KUTIPAN DOKUMEN:
###

Peralihan China dari batu bara ke hidrogen terhambat oleh biaya tinggi dan keterbatasan infrastruktur. | Asian Business Review
, China
247 views
Photo by Janusz Walczak via Pexels

Peralihan China dari batu bara ke hidrogen terhambat oleh biaya tinggi dan keterbatasan infrastruktur.

Hidrogen hijau membutuhkan pasokan energi terbarukan yang besar dan penyimpanan yang mahal.

China tengah mendorong transisi dari batubara ke hidrogen hijau di sektor listrik, tetapi biaya tinggi dan keterbatasan infrastruktur membuat peralihan penuh sulit tercapai dalam waktu dekat.

Negara ini memiliki jumlah pembangkit listrik tenaga batubara terbanyak, yakni 1.195 unit—empat kali lipat dari India yang memiliki 290 unit, menurut platform data Jerman Statista. Dalam rencana aksi transformasi rendah karbonnya, Beijing menargetkan pengurangan 50% emisi karbon dioksida pada 2027 dari level 2023 sebesar 8.551 juta metrik ton.

Otoritas setempat tengah menguji co-firing amonia hijau di pembangkit yang ada dan mengeksplorasi hidrogen sebagai bahan bakar puncak untuk pembangkit energi terbarukan. Namun, para ahli menyebut hidrogen hijau masih mahal, membutuhkan listrik terbarukan dalam jumlah besar serta sistem transportasi dan penyimpanan yang kompleks.

###

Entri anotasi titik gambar
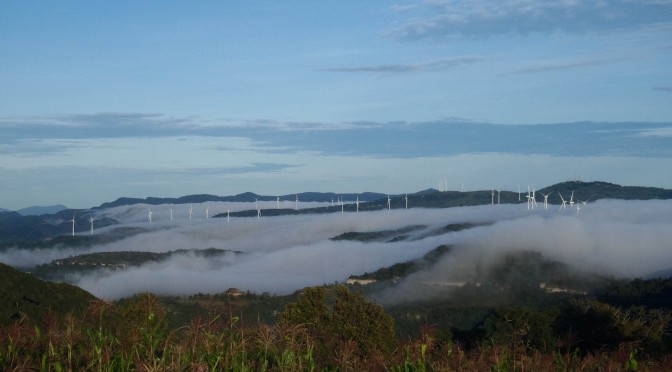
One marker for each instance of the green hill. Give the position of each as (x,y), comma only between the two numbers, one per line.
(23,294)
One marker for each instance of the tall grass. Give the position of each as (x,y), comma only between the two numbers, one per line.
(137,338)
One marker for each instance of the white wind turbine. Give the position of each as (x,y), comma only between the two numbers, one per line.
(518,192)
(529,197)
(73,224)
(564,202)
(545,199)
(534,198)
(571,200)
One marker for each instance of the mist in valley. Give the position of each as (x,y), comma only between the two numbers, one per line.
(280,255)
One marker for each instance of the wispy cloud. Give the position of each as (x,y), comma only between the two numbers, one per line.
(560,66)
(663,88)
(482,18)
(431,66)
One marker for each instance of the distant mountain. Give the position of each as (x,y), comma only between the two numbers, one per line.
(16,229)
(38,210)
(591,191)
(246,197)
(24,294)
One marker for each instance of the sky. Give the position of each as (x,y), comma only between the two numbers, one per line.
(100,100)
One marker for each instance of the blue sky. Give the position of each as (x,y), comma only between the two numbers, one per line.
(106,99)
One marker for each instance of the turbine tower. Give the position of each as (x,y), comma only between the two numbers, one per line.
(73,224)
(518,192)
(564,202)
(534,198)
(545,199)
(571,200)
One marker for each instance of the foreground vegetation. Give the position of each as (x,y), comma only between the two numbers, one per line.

###

SOAL YANG DIBERIKAN 1:
Menurut artikel tentang transisi energi China, berapa unit pembangkit listrik tenaga batubara yang dimiliki China?
SOAL YANG DIBERIKAN 2:
Apa saja kendala hidrogen hijau yang disebut para ahli dalam artikel tentang transisi energi China? Sebutkan semuanya.
SOAL YANG DIBERIKAN 3:
Teruskan artikel tentang transisi energi China mulai dari setelah kalimat terakhirnya.

JAWABAN TERTULIS 1:
1.195 unit.

JAWABAN TERTULIS 2:
- Masih mahal
- Membutuhkan listrik terbarukan dalam jumlah besar
- Membutuhkan sistem transportasi dan penyimpanan yang kompleks

JAWABAN TERTULIS 3:
Sebagian besar pakar sepakat bahwa penggunaan hidrogen hijau untuk pembangkit listrik rutin tidak efisien, karena hingga 80% energi bersih awal hilang dalam konversi ke hidrogen dan kembali menjadi listrik. Meski penting untuk dekarbonisasi industri berat dan kimia serta penyimpanan energi jangka panjang, hidrogen hijau jauh lebih mahal dan kurang efisien dibandingkan baterai, pompa air, atau manajemen permintaan di sektor listrik.

Dalam jangka panjang, hidrogen hijau bisa membantu menggantikan batubara melalui penyimpanan energi angin dan surya yang bersifat musiman dan jangka panjang. Namun, dalam jangka pendek hingga menengah, opsi lebih murah seperti pembangunan besar-besaran energi terbarukan, baterai, peningkatan transmisi, respons permintaan, dan efisiensi energi lebih siap menggantikan batubara secara skala besar.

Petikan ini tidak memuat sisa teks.